> Source excerpt
((
One of the major financial hurdles in geothermal development is the high upfront capital expenditure. As emphasized by the National Renewable Energy Laboratory, about half of the total project cost is buried beneath the surface in the form of drilling, well development, and resource confirmation—none of which guarantees a successful outcome. Drilling geothermal wells is a slow and costly process, progressing at 150–200 feet per day compared to over 750 feet per day in oil and gas. These extended timelines and higher risks make it difficult to attract private investment without government support or risk-sharing mechanisms.
Nevertheless, optimism is growing. Advances in directional drilling, reservoir stimulation, and thermally resistant materials are beginning to close the performance gap between geothermal and traditional hydrocarbons. In Europe, low-enthalpy geothermal energy is being increasingly adopted for heating in residential and district energy systems, demonstrating that scalable, distributed geothermal applications are viable even outside volcanic zones. Encouragingly, former oil and gas executives, like Halliburton’s Vik Rao, are championing geothermal as a scalable, clean alternative that leverages existing industry skills and infrastructure. With continued investment and policy backing, geothermal energy could evolve from a niche resource into a cornerstone of global clean energy strategy.
The pros and cons of geothermal energy
| Pros | Cons |
|---|---|
| Generally environmentally friendly; does not cause significant pollution | Some minor environmental issues |
| Renewable and sustainable | Sustainability relies on reservoirs being properly managed |
| Massive potential | Location-specific |
| Reliable | High initial costs |
| Great for heating and cooling |
Overcoming Historical Challenges: Cost, Location, and Seismicity—No Longer Dealbreakers
Historically, geothermal energy faced significant hurdles—including high upfront capital costs, limited site accessibility, and lengthy permitting processes—that constrained its growth. However, a convergence of technological innovation, regulatory reforms, and policy incentives is rapidly shifting this paradigm.
Recent U.S. leasing reforms now streamline exploration and development across over 100,000 acres of geothermal-rich terrain in states like Utah and Alaska, as well as internationally in regions such as Chile. These policy changes reduce development timelines and open new frontiers for investment. Simultaneously, next-generation geothermal technologies such as Advanced Geothermal Systems (AGS) are eliminating traditional risks. Unlike legacy systems, AGS can operate without hydraulic fracturing, alleviating concerns over induced seismicity and improving public acceptance. Together, these advances are transforming geothermal from a niche solution into a scalable pillar of clean energy infrastructure.
))
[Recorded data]
((
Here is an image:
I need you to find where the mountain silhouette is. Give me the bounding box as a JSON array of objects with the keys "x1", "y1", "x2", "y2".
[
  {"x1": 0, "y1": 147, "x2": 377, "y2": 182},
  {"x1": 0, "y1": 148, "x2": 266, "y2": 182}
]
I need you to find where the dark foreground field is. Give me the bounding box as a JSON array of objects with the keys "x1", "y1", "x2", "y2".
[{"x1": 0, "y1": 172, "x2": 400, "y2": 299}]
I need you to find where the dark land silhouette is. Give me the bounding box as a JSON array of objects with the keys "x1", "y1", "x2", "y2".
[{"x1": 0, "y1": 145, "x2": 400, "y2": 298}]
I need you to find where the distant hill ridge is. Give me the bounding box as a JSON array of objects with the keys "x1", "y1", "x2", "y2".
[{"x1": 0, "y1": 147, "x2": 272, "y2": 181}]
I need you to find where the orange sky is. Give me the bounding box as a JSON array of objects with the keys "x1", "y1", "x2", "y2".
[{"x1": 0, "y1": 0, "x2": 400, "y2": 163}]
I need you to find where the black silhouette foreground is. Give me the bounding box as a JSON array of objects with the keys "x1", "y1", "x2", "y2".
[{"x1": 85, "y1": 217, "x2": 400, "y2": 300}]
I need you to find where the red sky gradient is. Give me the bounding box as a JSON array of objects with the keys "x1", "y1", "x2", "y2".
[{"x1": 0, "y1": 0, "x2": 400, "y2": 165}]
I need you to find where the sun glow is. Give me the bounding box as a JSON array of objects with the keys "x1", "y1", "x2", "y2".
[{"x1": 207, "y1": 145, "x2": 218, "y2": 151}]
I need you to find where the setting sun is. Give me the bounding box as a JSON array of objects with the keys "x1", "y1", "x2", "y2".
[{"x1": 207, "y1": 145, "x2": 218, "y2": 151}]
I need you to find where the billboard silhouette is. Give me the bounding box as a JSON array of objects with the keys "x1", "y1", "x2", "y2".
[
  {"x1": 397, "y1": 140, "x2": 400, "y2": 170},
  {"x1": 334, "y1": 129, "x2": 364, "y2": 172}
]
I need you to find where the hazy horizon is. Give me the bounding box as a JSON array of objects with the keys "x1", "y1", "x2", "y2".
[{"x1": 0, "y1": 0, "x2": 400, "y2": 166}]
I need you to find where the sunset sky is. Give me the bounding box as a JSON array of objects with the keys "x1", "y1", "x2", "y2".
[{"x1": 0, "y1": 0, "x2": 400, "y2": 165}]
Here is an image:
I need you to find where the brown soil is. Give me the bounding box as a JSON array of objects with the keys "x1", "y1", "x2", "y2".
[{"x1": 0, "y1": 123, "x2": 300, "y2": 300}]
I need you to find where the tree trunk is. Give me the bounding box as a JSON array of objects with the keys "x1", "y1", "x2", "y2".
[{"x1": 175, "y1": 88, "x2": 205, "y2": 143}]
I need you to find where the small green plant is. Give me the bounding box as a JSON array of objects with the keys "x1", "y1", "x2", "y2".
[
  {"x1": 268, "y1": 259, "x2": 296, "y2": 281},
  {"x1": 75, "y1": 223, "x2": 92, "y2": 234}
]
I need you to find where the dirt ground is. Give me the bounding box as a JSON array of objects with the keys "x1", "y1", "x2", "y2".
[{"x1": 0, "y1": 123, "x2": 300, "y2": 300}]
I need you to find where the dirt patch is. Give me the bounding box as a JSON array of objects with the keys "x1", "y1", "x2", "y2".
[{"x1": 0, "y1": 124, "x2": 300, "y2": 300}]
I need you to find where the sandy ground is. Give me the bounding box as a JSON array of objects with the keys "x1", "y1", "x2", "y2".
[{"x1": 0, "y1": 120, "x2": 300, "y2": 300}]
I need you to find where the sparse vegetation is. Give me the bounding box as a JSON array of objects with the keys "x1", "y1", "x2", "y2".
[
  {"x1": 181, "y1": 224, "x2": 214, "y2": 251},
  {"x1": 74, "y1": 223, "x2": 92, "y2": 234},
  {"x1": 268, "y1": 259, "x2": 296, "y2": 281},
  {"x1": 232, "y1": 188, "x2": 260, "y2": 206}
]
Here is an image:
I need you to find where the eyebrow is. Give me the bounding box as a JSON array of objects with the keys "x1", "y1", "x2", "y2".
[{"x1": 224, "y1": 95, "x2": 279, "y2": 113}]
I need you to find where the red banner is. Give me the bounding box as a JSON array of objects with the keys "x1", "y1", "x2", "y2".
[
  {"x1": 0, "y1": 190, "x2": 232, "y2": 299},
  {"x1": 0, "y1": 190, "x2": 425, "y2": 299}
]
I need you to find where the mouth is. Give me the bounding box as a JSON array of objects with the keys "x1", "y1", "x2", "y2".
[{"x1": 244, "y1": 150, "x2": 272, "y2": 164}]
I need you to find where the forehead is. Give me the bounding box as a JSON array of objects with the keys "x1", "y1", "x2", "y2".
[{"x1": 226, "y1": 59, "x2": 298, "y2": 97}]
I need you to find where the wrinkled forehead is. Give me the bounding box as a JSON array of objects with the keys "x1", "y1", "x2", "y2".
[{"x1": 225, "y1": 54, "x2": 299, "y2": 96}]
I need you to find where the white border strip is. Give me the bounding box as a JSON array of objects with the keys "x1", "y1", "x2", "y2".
))
> Instructions to follow
Do these statements agree with the geothermal text above? (a) Geothermal wells are drilled faster than oil and gas wells. (b) Advanced Geothermal Systems can run without hydraulic fracturing. (c) Roughly half of a geothermal project's total cost lies beneath the surface. For each, answer yes or no and quote the words of the text that decide it.

> Final result
(a) No: "progressing at 150–200 feet per day compared to over 750 feet per day in oil and gas."
(b) Yes: "AGS can operate without hydraulic fracturing"
(c) Yes: "about half of the total project cost is buried beneath the surface"